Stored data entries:
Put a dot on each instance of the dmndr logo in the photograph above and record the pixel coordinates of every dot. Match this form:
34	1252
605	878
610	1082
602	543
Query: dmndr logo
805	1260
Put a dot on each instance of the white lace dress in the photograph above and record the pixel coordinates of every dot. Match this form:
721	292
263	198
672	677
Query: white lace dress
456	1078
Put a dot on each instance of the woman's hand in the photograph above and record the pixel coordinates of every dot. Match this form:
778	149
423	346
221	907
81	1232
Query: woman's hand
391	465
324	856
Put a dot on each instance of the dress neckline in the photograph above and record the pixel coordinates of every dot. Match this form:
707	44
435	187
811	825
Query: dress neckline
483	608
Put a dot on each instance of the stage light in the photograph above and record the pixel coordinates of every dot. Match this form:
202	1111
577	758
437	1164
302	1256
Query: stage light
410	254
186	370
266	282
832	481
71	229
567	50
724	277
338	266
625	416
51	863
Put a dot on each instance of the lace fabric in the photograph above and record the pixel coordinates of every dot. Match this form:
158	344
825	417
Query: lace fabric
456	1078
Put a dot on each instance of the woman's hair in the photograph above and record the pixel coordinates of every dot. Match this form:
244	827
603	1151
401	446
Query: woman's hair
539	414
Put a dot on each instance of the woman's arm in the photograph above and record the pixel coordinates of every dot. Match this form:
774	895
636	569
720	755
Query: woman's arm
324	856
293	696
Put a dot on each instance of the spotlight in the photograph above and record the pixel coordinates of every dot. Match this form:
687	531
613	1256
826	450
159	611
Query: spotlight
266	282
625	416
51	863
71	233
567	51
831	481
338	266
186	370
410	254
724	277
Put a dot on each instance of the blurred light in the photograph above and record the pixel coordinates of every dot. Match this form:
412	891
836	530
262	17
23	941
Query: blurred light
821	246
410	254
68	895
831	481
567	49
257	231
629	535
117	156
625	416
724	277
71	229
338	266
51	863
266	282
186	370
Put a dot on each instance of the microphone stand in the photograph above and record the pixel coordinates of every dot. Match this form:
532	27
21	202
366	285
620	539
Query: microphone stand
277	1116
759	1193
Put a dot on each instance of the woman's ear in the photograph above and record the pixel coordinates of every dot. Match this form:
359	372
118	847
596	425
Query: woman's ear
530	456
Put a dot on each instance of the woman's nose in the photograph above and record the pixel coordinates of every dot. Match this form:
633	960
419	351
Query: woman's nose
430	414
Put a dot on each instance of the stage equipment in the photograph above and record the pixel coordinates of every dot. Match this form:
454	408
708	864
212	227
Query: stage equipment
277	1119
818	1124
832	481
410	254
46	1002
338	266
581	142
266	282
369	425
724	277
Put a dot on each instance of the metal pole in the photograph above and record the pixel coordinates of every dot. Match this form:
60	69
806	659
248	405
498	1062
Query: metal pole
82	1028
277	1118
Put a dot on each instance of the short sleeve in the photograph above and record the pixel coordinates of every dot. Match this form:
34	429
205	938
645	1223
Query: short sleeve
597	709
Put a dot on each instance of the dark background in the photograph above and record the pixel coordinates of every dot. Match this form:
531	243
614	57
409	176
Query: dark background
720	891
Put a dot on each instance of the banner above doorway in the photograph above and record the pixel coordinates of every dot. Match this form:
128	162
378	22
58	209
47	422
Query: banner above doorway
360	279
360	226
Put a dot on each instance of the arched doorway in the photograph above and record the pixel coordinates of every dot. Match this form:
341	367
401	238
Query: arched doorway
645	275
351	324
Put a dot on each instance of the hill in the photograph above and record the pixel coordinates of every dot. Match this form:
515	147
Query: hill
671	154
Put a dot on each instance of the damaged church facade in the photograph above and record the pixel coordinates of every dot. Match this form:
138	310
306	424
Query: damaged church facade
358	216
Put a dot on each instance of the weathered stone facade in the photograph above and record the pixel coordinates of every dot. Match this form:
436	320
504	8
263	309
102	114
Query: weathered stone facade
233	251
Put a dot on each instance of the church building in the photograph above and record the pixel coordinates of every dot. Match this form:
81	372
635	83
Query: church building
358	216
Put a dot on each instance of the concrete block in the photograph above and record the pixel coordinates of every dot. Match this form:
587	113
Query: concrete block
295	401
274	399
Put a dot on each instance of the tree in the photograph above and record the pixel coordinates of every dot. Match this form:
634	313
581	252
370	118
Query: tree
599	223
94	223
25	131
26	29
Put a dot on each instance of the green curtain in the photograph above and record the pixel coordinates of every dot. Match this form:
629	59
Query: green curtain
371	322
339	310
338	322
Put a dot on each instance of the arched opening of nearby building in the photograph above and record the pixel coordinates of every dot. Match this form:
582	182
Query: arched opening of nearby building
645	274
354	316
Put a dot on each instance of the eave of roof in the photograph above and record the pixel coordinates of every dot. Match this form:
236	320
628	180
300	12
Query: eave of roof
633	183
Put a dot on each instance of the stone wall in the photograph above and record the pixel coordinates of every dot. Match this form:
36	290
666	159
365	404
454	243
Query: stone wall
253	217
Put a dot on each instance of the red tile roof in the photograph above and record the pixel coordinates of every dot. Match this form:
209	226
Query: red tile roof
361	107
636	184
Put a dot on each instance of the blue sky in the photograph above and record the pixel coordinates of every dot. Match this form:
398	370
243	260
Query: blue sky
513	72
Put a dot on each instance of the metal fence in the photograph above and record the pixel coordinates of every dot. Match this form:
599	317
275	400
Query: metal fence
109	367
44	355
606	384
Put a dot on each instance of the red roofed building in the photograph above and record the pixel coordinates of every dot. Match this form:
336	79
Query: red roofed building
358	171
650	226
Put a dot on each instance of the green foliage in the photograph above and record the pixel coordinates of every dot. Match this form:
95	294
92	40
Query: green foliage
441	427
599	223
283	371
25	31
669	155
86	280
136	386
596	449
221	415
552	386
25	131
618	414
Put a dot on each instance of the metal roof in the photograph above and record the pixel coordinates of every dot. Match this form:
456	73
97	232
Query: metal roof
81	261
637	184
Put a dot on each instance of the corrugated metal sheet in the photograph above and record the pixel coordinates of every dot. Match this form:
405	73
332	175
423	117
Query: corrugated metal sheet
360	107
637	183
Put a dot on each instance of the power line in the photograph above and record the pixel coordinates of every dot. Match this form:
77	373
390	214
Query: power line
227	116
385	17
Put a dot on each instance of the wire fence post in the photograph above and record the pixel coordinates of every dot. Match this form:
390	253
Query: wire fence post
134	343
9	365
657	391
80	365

:: What this task involves ::
In the records above, return only the line that contains "Put a dot on each instance of the eave" and every line after it through the last, exactly as they appear.

:: Solution to the exercise ::
Put a dot on each instance of the eave of roof in the photograph above and record the pixel coordinates of every dot. Match this form:
236	320
628	180
300	12
Query: eave of roof
633	183
Put a dot on each instance of the stone wall in the photograph above and record the pixel coordinates of every dot. Match this form:
36	290
666	159
365	404
454	243
Query: stone wall
253	217
Put a dot on each instance of the red tile roof in the photograph above and record the pixel coordinates of every dot. Match this form:
209	226
Query: red tile roof
361	107
636	184
Put a dot on each instance of the blue sky in the photograph above and record the pixel coordinates of every dot. Match this form:
398	370
243	260
Query: blue sky
513	72
Put a dot on each instance of the metal fence in the photograph above and record the pixel coordinates of every dot. Match this form:
599	317
275	400
Query: metal fence
109	367
44	355
606	384
Put a dot on each instance of the red roofed building in the photograph above and record the pixel coordinates of every dot. Match this form:
336	79
Query: red roofed building
358	171
650	226
Put a dot on each instance of the green foliage in the photograph above and record the pixel coordinates of every dot. Match this form:
95	294
92	40
Query: green foliage
441	427
599	223
283	371
25	31
669	155
86	280
136	386
596	449
221	415
552	386
25	131
618	414
Put a dot on each instance of the metal roof in the photograph above and record the pixel coordinates of every dot. Match this form:
456	73
97	232
Query: metal roof
81	261
637	184
Put a dot on each instance of the corrugated metal sheet in the photograph above and record the pixel coordinates of every dot. Match this form:
405	73
332	175
423	117
Query: corrugated metal sheet
360	107
637	183
Put a dot on each instance of the power line in the photograph above and record the pixel coordinates of every dot. Match this form:
77	373
390	214
Query: power line
227	116
385	17
Put a dot on each instance of the wire fence post in the photograph above and record the pixel coordinates of every dot. Match this form:
390	253
Query: wire fence post
134	343
9	365
657	391
80	365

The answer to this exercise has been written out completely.